いきいき健康塾でのたばこのお話

 論文作成やら患者管理やらで忙殺されて、更新が滞ってしまいました。

 久し振りに書くとなると、何から書いたらいいやら困ってしまいますね。

 

 6月5日に、当院最上階の大会議室で、近隣にお住まいの方(主として別府市内)から希望者を募って、いきいき健康塾を行いました。

 広さに限りがあるため、人数限定で開催していますが、それでも65人の方々が参加され、会場は一杯になってしまいました。

 私のお話の内容は、

 「たばこの怖さ-肺がん・肺気腫について-」といった内容でした。

 ご存知の方も多いと思いますが、日本国内の成人喫煙率は年々減少しています。

 私がよく参照する「厚生労働省の最新たばこ情報」のHPには、たばこに関するさまざまな内容が記載されています。

 http://www.health-net.or.jp/tobacco/front.html 

 厚生労働省日本たばこ産業は、それぞれ独自に成人喫煙率の年次推移を発表しています。

 日本たばこ産業の報告では、平成24年の成人喫煙率は男性32.7%、女性10.4%となっています。

 昭和41年は男性83.7%、女性18%でしたから、いずれもかなり減少しています。

 肺がん死亡者数は今のところ年々増加していますが、今後は喫煙関連の肺がん患者数は減少すると予想されます。

 ・・・そうはいっても、現在でもたばこを吸い続けている愛煙家の方々は、筋金入りです。

■ **提供データ**
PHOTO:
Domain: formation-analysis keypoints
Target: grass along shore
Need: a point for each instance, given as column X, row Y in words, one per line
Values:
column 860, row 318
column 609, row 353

* * *

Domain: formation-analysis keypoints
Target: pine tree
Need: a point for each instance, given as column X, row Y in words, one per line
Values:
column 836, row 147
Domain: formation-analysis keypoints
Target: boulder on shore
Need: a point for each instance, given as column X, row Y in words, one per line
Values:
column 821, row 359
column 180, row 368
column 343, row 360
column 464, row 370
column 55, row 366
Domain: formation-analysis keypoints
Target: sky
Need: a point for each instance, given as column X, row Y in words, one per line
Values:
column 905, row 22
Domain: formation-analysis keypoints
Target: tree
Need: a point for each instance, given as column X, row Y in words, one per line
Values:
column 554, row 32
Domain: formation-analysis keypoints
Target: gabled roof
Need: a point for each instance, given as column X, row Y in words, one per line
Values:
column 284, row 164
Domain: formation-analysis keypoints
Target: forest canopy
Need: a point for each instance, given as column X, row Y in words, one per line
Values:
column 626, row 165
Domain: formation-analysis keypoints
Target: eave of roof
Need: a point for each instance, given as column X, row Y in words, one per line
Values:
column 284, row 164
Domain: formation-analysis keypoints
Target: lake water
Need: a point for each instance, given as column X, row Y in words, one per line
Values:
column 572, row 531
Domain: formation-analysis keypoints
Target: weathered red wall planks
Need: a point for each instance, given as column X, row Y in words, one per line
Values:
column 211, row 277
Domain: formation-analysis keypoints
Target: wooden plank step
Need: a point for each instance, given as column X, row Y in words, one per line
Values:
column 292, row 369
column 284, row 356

...

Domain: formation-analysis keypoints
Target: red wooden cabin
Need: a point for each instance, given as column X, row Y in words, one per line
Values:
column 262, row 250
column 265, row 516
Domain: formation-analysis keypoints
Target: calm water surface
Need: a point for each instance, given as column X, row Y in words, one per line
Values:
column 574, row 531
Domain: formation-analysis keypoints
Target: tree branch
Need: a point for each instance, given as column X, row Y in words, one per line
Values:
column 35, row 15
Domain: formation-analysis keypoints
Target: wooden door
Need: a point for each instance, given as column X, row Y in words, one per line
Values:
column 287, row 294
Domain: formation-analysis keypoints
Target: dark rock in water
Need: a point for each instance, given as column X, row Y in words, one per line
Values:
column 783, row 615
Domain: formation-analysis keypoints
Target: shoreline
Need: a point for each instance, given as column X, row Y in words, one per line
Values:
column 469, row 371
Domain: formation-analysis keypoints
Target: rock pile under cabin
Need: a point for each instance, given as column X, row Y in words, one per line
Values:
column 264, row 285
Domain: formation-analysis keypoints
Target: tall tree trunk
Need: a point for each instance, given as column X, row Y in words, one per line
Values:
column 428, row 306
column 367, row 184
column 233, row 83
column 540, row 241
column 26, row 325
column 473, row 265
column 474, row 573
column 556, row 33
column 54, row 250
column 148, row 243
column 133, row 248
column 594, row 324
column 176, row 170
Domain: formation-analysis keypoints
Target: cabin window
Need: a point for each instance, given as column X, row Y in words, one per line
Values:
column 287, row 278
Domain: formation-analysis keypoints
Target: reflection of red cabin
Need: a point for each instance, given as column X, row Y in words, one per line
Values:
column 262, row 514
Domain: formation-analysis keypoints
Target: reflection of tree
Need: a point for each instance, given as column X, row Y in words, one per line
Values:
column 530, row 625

■ **問題**
たばこの怖さについて話した健康塾の文章を、最後の文の後から書き継いでください。

■ **解答**
 たばこを吸う方も吸わない方も、街角でたばこの自動販売機を見かけたら、ちょっと立ち止まってみてください。

 現在流通しているたばこのパッケージには、例外なくその半分から2/3の領域を使って、「たばこと健康被害」に関して記載されています。

 その内容を以下に抜粋して記載します。

 もし同じ内容が、他の嗜好品、たとえばおせんべいやあられのパッケージにかかれていたら自分はどうするだろうか、と想像しながら読んでみてください。

 

 ・未成年者の喫煙は、健康に対する悪影響やたばこへの依存をより強めます。周りの人から勧められても決して吸ってはいけません。

 →じゃあ成人なら大丈夫なのかよ?と思いませんか。

 ・妊娠中の喫煙は、胎児の発育障害や早産の原因の一つとなります。疫学的な推計によると、たばこを吸う妊婦は吸わない妊婦に比べ、低出生体重の危険性が約2倍、早産の危険性が約3倍高くなります

 →じゃあ妊娠してなければ吸っていいのかよ?と思いませんか。

 ・たばこの煙は、あなたの周りの人、特に乳幼児、子供、お年寄りなどの健康に悪影響を及ぼします。喫煙の際には、周りの人の迷惑にならないように注意しましょう。

 →じゃあたばこを吸っている当事者の俺は大丈夫なのか?と思いませんか。

 ・喫煙は、あなたにとって肺がんの原因の一つとなります。疫学的な推計によると、喫煙者は肺がんにより死亡する危険性が非喫煙者に比べて約2倍から4倍高くなります。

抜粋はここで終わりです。